BEGIN RECORDS SUPPLIED
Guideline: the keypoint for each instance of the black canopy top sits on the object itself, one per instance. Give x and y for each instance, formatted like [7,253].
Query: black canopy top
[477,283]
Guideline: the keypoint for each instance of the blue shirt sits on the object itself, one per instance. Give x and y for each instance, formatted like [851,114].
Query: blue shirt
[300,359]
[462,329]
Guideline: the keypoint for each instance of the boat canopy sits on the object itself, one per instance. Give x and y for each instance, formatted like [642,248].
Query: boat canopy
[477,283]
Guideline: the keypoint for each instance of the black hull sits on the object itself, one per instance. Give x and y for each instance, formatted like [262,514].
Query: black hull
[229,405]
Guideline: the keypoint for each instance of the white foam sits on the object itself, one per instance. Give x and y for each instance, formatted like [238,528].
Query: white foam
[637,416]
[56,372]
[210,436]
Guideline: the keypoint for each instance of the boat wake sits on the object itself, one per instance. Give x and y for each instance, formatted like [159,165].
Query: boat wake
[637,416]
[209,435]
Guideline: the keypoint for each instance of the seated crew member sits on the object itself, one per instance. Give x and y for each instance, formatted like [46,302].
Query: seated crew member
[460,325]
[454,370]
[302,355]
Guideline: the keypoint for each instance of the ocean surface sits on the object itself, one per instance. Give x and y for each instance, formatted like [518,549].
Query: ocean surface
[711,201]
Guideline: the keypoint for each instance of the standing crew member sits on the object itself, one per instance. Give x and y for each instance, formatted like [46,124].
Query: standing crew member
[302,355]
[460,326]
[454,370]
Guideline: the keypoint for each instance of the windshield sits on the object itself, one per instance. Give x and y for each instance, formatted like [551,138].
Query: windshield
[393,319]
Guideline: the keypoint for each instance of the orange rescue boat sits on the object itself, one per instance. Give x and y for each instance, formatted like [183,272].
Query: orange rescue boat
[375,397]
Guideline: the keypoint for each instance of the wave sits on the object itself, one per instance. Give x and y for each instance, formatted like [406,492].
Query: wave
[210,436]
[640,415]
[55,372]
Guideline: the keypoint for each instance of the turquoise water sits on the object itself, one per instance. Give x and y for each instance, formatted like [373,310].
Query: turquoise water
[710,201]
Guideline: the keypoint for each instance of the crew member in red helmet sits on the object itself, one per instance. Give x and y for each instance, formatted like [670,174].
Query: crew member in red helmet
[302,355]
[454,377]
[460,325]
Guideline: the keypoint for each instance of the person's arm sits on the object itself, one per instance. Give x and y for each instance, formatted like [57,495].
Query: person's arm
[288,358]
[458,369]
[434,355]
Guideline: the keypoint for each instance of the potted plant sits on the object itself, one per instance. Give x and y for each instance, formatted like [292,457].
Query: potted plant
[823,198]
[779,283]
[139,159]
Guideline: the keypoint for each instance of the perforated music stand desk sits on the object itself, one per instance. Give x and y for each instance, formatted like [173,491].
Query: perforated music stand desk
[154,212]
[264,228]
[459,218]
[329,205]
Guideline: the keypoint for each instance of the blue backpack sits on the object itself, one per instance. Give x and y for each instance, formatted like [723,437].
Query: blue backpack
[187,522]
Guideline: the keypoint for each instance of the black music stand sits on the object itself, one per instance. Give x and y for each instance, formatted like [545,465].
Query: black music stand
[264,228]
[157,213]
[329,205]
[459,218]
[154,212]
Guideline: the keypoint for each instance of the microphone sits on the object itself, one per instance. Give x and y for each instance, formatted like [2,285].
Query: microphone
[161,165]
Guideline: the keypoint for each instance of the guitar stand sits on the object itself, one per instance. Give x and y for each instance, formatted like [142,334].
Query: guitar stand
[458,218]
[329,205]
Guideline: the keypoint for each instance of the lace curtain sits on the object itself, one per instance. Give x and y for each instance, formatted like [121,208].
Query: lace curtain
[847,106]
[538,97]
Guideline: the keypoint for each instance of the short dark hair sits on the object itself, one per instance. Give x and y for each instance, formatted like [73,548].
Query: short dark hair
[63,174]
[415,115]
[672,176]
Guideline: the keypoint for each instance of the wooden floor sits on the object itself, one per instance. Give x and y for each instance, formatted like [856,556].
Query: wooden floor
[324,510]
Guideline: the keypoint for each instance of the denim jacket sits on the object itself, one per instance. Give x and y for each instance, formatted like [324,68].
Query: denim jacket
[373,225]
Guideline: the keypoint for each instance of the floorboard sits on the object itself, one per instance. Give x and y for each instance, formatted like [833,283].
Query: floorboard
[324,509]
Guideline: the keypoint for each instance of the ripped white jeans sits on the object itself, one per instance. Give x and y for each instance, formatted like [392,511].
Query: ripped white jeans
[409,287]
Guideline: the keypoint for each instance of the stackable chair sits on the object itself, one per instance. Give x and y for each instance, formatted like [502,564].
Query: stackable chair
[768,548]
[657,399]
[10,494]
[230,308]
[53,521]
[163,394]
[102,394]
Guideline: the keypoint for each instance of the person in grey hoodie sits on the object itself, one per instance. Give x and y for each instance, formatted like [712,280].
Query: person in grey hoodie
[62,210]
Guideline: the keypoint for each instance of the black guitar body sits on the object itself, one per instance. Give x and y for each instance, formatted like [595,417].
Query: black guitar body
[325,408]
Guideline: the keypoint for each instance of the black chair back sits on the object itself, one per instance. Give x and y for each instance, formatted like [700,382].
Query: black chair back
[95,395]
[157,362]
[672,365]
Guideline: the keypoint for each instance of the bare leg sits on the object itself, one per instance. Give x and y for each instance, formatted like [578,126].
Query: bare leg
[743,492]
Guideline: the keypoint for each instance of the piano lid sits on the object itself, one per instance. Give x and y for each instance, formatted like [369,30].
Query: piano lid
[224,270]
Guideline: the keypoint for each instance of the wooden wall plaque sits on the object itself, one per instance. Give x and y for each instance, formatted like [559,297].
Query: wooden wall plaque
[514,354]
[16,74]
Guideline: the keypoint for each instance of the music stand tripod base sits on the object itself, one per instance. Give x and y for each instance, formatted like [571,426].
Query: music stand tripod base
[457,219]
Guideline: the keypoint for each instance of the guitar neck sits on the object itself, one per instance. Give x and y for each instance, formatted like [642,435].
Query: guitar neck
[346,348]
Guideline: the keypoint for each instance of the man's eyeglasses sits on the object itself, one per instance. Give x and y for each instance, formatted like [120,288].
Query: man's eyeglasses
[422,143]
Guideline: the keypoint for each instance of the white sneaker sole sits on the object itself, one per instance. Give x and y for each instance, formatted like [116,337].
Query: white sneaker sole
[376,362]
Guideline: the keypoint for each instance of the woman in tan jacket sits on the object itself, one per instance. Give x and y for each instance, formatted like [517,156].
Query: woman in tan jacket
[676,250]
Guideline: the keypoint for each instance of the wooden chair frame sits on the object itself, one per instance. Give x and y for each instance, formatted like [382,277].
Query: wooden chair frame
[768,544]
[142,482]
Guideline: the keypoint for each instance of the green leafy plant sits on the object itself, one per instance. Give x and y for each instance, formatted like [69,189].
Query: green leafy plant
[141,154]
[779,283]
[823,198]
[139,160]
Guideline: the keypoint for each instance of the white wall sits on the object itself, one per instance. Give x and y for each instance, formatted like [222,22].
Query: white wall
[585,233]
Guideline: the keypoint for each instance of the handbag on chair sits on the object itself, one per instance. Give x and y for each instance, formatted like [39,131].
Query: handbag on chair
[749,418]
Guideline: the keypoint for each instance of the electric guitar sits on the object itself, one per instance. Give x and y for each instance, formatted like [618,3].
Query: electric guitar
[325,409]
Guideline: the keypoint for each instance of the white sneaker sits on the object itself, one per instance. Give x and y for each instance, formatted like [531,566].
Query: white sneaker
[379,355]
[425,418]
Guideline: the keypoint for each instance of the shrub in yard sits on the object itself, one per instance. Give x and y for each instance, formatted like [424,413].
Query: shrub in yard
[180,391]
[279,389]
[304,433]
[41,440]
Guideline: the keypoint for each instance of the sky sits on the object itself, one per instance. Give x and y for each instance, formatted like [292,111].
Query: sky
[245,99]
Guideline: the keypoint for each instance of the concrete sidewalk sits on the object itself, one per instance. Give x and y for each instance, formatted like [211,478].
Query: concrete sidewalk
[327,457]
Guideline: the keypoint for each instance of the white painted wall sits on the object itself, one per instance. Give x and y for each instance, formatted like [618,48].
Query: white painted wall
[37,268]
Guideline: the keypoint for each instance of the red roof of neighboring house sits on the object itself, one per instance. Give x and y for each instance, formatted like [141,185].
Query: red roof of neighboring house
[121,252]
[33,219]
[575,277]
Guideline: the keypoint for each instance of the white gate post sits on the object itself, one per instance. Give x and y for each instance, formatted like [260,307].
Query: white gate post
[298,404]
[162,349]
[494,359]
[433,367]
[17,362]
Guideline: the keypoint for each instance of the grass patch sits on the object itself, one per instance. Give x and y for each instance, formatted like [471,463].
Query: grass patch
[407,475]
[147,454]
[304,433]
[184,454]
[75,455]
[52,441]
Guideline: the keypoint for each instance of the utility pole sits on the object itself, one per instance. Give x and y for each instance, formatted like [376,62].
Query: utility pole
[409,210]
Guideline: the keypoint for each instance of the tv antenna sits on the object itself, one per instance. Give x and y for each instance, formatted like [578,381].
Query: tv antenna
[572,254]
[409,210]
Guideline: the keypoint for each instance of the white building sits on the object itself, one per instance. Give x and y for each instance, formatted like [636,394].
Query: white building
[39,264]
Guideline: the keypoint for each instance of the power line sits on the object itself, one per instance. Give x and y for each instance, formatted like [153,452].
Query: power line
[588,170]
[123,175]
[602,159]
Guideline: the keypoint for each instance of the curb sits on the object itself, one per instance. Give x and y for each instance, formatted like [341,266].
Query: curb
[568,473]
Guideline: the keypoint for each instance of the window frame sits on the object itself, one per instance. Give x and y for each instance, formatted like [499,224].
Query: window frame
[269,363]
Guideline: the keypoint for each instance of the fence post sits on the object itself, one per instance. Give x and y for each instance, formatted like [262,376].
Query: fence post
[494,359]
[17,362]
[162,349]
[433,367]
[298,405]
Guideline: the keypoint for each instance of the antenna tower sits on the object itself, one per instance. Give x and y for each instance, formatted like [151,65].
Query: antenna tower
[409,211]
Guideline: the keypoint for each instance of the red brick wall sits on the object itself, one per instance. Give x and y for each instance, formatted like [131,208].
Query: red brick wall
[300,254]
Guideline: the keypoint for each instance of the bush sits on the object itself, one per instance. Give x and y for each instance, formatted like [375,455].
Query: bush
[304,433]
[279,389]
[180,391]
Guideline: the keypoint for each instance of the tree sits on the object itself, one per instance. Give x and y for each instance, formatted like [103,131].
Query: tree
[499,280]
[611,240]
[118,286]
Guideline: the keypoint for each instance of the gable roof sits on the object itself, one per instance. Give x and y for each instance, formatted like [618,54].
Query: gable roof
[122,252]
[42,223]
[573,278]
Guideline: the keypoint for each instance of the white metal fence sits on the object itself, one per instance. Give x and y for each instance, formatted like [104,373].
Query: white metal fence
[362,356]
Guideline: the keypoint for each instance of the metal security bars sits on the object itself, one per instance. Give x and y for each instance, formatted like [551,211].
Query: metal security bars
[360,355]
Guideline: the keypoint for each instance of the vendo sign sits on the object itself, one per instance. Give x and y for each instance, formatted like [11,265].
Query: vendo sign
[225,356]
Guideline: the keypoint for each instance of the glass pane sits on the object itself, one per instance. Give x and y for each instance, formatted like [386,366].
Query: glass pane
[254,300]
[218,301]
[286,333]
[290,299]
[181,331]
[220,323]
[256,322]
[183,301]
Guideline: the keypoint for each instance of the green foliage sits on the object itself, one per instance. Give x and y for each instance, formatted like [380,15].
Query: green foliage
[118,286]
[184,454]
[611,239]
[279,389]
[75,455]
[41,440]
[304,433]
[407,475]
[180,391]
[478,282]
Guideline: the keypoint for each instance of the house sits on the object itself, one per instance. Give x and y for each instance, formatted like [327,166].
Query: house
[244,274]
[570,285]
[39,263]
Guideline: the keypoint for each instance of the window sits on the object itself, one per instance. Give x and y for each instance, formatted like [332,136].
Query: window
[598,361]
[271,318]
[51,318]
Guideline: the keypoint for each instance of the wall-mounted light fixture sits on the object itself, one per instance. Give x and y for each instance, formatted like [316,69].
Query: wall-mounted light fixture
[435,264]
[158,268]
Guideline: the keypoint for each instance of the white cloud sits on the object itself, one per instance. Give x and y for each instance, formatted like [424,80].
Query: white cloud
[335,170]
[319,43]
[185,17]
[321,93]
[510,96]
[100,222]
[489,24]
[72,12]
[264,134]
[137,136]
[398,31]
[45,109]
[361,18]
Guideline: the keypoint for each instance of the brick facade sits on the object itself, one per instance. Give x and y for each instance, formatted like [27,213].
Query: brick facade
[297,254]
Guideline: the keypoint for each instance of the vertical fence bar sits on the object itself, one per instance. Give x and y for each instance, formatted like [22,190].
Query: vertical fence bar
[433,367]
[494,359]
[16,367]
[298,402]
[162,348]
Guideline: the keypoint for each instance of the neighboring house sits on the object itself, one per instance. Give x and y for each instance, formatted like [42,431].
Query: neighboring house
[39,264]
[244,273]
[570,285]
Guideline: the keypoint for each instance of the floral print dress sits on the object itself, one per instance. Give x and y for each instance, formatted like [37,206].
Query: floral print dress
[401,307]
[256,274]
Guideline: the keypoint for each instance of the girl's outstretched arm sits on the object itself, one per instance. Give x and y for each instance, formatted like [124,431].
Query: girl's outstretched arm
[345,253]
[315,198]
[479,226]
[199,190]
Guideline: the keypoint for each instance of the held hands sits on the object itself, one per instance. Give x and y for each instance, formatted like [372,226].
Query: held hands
END RECORDS SUPPLIED
EXERCISE REQUIREMENTS —
Copy exactly, word for word, the line with "Guideline: the keypoint for each instance of the floral" through the final line of the listing.

WRITTEN ANSWER —
Guideline: the keypoint for each instance of the floral print dress sits on the object itself, one per instance. Give x and y for each instance, formatted like [37,206].
Query: floral print dress
[401,307]
[256,274]
Guideline: the keypoint for each instance of the girl's outstretched arm sits on the object itself, one per instance. Give x and y for each instance, formatted like [124,431].
Query: girl's outstretched arm
[345,253]
[315,198]
[479,226]
[199,190]
Guideline: the keypoint for each instance of the held hands sits on the object itself, one per instance. Give x and y for each instance, formatted like [372,226].
Query: held hands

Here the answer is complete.